** Begin Dataset entries **
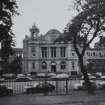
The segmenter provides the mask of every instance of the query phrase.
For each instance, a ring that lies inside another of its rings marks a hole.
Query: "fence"
[[[13,94],[23,94],[26,92],[26,87],[33,86],[36,83],[44,81],[55,86],[55,90],[53,92],[49,92],[49,95],[70,94],[71,90],[74,88],[74,83],[81,82],[79,79],[36,79],[28,82],[16,82],[14,80],[3,81],[0,85],[6,85],[8,88],[12,88]]]

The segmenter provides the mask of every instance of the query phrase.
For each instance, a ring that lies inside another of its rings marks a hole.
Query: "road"
[[[21,94],[0,97],[0,105],[105,105],[105,91],[88,95],[73,91],[70,95],[44,96],[43,94]]]

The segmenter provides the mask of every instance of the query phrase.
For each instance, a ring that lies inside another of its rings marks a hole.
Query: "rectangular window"
[[[61,57],[65,57],[66,56],[66,48],[65,47],[61,47]]]
[[[32,63],[32,69],[35,69],[35,63],[34,62]]]
[[[42,47],[41,51],[42,51],[42,58],[46,58],[47,57],[47,47]]]
[[[35,52],[35,46],[31,46],[31,52]]]
[[[51,47],[51,57],[56,57],[56,47]]]

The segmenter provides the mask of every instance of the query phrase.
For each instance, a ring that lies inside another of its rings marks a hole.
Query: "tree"
[[[65,40],[71,39],[89,93],[92,84],[84,66],[84,54],[93,40],[105,31],[105,0],[75,0],[79,11],[65,29]]]
[[[12,17],[17,13],[18,8],[15,0],[0,0],[0,43],[1,58],[3,61],[2,68],[8,68],[9,55],[13,54],[12,47],[15,46],[12,32]]]

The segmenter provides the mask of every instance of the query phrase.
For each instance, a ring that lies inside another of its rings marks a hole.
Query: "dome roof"
[[[61,34],[61,33],[56,29],[51,29],[46,34]]]

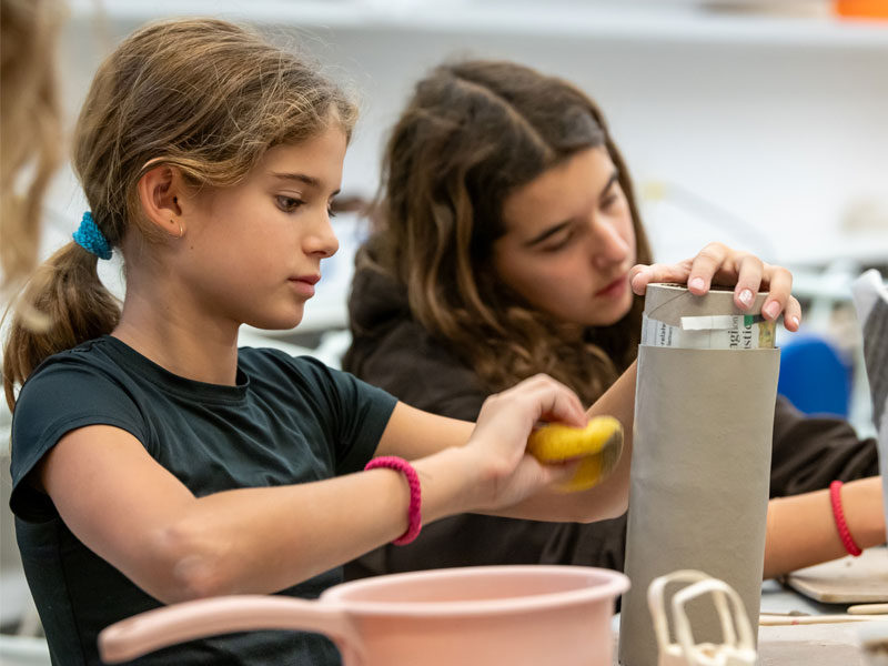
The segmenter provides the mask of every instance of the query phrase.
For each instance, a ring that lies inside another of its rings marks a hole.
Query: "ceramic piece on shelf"
[[[675,638],[669,637],[666,615],[666,586],[685,583],[686,587],[672,597]],[[723,643],[696,643],[686,606],[689,602],[710,596],[722,626]],[[647,602],[654,619],[654,633],[659,648],[659,666],[755,666],[756,649],[749,618],[737,593],[724,581],[703,572],[678,571],[655,578],[647,589]]]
** End Dataset entries **
**Job:**
Render all the records above as a Markdown table with two columns, Row and Line, where Row holds the row number. Leave out the blank lines and the pictures.

**Answer to this task:**
| Row | Line |
|---|---|
| 1 | The segmenter provides the mask of every instance of the query phrase. |
| 2 | For each instance, a ring that lies inside another of its rings marks a hole. |
| 3 | Query: "fence" |
| 4 | [[[13,94],[23,94],[26,92],[26,87],[33,86],[36,83],[44,81],[55,86],[55,90],[53,92],[49,92],[49,95],[70,94],[71,90],[74,88],[74,83],[81,82],[79,79],[36,79],[28,82],[16,82],[14,80],[3,81],[0,85],[6,85],[8,88],[12,88]]] |
| 5 | The segmenter provides the mask of every instance of the query phrase. |
| 6 | For each instance, a ring that lies inside another of its rings marks a hole. |
| 7 | Query: "road" |
| 8 | [[[21,94],[0,97],[0,105],[105,105],[105,91],[88,95],[73,91],[70,95],[44,96],[43,94]]] |
| 9 | The segmenter provides the mask of every instance of the query phrase. |
| 10 | For each instance, a ring that lies inside another of its rings marks a hole. |
| 11 | Query: "rectangular window" |
| 12 | [[[61,57],[65,57],[66,56],[66,48],[65,47],[61,47]]] |
| 13 | [[[32,63],[32,69],[35,69],[35,63],[34,62]]] |
| 14 | [[[42,47],[41,51],[42,51],[42,58],[46,58],[47,57],[47,47]]] |
| 15 | [[[35,52],[35,46],[31,46],[31,52]]] |
| 16 | [[[51,47],[51,57],[56,57],[56,47]]] |
| 17 | The segmenter provides the mask of every instance of the query phrase. |
| 18 | For each instance, a ring that lies inside another of its rings marks a hole. |
| 19 | Query: "tree" |
| 20 | [[[65,40],[71,39],[89,93],[92,84],[84,66],[84,54],[93,40],[105,31],[105,0],[75,0],[79,11],[65,29]]] |
| 21 | [[[12,17],[17,13],[18,8],[15,0],[0,0],[0,43],[1,58],[3,61],[2,68],[8,68],[9,55],[13,54],[12,47],[15,46],[12,32]]] |
| 22 | The segmenter provides the mask of every instance of the query phrase. |
| 23 | For each instance, a ring that lies inside another of its rings marks a hole. |
| 24 | Query: "dome roof" |
| 25 | [[[61,34],[61,33],[56,29],[51,29],[46,34]]] |
| 26 | The segmenter provides the mask of every instance of the query phrase. |
| 27 | For each instance, a ring that lies inside another of its rings marks a hole. |
| 28 | Query: "ceramic piece on shelf" |
| 29 | [[[675,638],[669,637],[666,615],[666,586],[685,583],[686,587],[672,597]],[[723,643],[696,643],[686,606],[689,602],[710,596],[722,626]],[[647,602],[654,619],[654,633],[659,648],[659,666],[755,666],[756,649],[749,618],[737,593],[724,581],[703,572],[678,571],[655,578],[647,589]]] |